Requirement
Please show each line in the entries below that contains the word "side".

Extracted entries
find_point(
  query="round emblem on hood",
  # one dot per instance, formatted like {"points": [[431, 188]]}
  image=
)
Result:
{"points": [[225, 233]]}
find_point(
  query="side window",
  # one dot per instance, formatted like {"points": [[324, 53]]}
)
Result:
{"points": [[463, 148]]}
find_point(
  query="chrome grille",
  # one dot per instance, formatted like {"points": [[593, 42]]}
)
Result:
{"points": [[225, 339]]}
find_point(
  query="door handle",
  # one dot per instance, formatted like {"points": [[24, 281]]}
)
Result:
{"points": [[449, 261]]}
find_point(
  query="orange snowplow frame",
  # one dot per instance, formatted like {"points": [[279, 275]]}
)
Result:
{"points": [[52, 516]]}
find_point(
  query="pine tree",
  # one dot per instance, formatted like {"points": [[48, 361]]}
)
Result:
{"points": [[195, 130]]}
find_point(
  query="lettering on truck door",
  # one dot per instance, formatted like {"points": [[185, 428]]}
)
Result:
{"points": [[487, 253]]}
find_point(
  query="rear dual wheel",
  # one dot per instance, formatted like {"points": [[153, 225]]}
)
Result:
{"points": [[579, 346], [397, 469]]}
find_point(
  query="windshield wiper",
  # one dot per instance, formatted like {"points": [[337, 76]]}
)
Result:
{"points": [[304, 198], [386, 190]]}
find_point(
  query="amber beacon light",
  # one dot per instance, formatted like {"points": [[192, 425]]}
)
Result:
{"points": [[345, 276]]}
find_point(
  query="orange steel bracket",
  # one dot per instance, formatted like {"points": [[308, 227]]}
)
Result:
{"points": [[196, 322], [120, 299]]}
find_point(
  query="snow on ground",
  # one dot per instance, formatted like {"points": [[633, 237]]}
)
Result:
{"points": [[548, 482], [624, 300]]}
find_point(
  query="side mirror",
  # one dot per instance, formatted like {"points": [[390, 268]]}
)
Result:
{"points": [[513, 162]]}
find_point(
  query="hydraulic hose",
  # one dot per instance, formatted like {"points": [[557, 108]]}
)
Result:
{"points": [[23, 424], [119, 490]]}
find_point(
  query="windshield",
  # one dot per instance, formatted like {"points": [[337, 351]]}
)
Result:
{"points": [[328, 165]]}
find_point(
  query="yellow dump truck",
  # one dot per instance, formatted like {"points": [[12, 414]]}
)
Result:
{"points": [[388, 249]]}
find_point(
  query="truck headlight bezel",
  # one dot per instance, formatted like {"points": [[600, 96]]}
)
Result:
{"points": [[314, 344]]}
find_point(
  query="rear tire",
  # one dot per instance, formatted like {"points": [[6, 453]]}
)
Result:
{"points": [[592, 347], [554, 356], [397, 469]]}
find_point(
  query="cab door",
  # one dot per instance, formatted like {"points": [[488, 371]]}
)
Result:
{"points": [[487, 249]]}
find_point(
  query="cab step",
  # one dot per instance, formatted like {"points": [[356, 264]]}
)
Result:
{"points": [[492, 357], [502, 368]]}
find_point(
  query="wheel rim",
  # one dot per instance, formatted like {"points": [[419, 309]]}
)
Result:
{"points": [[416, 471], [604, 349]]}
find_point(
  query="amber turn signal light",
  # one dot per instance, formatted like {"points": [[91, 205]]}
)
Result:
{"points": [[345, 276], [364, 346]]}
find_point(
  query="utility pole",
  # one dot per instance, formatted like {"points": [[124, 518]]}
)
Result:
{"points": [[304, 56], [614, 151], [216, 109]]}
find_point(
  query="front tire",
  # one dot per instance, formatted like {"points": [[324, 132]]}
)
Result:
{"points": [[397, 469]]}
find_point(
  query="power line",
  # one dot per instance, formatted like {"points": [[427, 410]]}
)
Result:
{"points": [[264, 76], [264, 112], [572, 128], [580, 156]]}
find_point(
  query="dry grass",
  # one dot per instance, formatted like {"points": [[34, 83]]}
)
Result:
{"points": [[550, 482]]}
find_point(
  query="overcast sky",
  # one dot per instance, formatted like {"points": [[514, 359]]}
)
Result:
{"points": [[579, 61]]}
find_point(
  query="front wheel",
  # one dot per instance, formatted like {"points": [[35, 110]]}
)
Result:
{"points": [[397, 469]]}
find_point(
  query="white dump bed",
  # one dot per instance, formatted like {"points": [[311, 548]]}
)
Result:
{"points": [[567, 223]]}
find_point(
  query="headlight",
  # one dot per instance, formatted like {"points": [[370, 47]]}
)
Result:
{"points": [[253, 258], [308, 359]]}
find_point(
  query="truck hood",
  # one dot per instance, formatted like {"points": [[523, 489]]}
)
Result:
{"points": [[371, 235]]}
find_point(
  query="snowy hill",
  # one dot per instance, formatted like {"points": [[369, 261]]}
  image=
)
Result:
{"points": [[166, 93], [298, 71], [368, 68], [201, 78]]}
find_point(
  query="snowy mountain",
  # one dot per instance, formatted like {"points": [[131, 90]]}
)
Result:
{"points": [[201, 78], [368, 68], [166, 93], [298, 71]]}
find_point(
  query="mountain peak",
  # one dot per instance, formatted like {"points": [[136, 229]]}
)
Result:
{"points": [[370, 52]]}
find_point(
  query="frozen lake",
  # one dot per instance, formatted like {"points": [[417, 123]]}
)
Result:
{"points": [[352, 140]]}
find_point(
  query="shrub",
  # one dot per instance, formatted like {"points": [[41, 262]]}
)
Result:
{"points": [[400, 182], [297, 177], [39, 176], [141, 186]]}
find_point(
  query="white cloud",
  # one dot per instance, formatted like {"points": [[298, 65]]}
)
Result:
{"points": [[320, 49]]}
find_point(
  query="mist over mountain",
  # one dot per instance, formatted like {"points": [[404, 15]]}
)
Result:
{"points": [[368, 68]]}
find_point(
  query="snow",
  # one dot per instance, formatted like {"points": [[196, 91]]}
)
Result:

Worked solution
  query="side window",
  query="side mirror",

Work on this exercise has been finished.